**Extracted material**.
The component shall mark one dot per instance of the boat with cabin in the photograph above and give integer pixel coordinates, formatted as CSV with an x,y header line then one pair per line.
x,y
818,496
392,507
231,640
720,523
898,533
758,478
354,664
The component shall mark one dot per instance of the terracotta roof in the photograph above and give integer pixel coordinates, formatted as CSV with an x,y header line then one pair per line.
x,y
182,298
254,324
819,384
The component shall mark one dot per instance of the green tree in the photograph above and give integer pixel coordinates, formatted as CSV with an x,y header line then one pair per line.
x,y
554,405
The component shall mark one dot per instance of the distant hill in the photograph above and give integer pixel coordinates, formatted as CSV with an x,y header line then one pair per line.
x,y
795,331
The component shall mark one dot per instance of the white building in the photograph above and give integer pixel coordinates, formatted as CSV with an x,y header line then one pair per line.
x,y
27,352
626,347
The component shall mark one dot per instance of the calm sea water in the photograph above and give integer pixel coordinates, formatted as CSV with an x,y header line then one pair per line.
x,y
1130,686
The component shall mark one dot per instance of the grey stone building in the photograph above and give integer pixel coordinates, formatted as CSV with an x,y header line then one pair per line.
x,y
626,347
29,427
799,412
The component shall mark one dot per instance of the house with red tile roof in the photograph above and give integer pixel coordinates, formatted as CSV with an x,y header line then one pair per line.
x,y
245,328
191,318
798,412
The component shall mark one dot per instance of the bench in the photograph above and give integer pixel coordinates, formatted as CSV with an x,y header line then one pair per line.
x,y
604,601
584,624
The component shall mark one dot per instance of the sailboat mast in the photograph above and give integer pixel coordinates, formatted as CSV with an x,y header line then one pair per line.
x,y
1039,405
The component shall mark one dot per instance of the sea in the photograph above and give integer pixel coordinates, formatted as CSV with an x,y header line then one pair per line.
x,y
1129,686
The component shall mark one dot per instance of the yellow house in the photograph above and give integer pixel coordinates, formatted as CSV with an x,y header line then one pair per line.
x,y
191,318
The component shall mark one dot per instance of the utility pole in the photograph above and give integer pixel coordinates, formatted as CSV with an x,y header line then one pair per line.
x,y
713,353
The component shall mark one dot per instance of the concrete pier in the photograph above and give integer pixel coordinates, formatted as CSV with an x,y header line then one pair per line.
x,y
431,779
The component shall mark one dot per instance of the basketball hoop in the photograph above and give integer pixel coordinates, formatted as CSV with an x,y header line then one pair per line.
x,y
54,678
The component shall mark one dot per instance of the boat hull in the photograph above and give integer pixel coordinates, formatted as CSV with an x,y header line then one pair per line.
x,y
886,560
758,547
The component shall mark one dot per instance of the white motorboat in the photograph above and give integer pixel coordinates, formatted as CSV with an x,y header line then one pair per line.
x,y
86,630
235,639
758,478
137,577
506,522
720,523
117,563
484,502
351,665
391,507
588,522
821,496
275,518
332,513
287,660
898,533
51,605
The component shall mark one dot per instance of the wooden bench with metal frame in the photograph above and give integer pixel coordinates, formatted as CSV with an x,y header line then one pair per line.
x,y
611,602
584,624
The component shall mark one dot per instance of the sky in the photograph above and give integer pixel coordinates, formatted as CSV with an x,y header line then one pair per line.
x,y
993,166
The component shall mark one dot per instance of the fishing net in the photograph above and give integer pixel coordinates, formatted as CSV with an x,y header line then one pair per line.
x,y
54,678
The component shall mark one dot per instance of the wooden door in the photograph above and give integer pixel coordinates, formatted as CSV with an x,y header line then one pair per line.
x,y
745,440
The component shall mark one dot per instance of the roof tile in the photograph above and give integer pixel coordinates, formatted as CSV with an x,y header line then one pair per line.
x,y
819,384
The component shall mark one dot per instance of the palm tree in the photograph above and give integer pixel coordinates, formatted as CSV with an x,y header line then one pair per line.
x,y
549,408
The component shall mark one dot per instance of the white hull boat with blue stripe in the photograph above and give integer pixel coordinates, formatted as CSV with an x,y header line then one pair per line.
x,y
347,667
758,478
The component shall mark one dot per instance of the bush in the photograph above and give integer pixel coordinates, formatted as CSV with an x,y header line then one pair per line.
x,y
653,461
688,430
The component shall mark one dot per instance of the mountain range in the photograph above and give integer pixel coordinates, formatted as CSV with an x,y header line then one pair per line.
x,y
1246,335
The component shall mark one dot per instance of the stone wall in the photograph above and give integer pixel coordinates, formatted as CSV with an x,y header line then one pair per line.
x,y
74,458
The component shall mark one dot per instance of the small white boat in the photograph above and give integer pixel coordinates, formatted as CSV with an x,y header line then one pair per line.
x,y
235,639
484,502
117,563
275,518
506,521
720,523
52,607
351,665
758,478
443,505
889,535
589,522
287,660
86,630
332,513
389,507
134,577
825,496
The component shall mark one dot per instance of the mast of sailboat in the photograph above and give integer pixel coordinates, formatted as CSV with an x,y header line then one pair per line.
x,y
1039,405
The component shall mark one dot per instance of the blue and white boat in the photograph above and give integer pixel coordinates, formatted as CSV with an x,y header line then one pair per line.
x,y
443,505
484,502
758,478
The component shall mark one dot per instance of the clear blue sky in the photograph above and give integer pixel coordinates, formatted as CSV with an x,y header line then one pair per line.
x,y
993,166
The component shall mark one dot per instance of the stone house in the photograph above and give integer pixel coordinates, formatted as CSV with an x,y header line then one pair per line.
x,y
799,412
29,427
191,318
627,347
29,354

**Problem description**. From the line containing "The component shall mark one dot per instance of the palm" through the final line of the listing above, retype every line exactly; leave out everything else.

**Solution below**.
The component shall mark one dot per instance of the palm tree in the photograph above and give integer pixel coordinates, formatted as CSV with an x,y header line then one pair per line.
x,y
549,408
The component shall mark one dot per instance of the white hull boat with blue stripe in the photograph above and give integer pixel coordinates, formatted as CSV with an x,y header line then one pair per line.
x,y
347,667
758,478
The component shall mark one dot per instance of the bush in the photograph above and give integer pixel coordinates, formatted as CSV with an x,y header line then one pair per line.
x,y
653,461
688,430
The component shall mark one dot per instance of the mountain range in the photograph above and give integer pixel coordinates, formatted as CSV with an x,y header line then one pair per line.
x,y
1246,335
The component shall mark one dot per instance of the stone wall in the photograph above and give integer pixel coordinates, formatted as CSV with an x,y header line then one pair per line.
x,y
74,458
The component shall mark one dot per instance of the small white boat in the photograph above and give integer pixel coordinates, formatted as CSV with an x,y header line then one pair per line.
x,y
235,639
484,502
117,563
275,518
506,521
720,523
52,607
351,665
758,478
443,505
889,535
589,522
287,660
86,630
332,513
389,507
134,577
825,496
The component shall mark one dot per instance of the mast of sailboat in the photograph above and give integer pixel coordinates, formatted as CSV with an x,y header line then one pair per line.
x,y
1039,405
The component shall mark one dot per instance of the blue and white boat in the photograph above and give integer pixel coordinates, formatted as CSV with an x,y header line then one pair per line.
x,y
443,505
484,502
758,478
The component shall mark one dot per instance of the clear blue sky in the photograph above and give integer pixel coordinates, formatted as CSV with an x,y header line then one pair per line.
x,y
993,166
The component shall mark one dot per instance of the stone house in the photograph above and give integer pixel coordinates, formatted as CSV with an x,y header line then one pair per line.
x,y
799,412
29,427
191,318
627,347
29,354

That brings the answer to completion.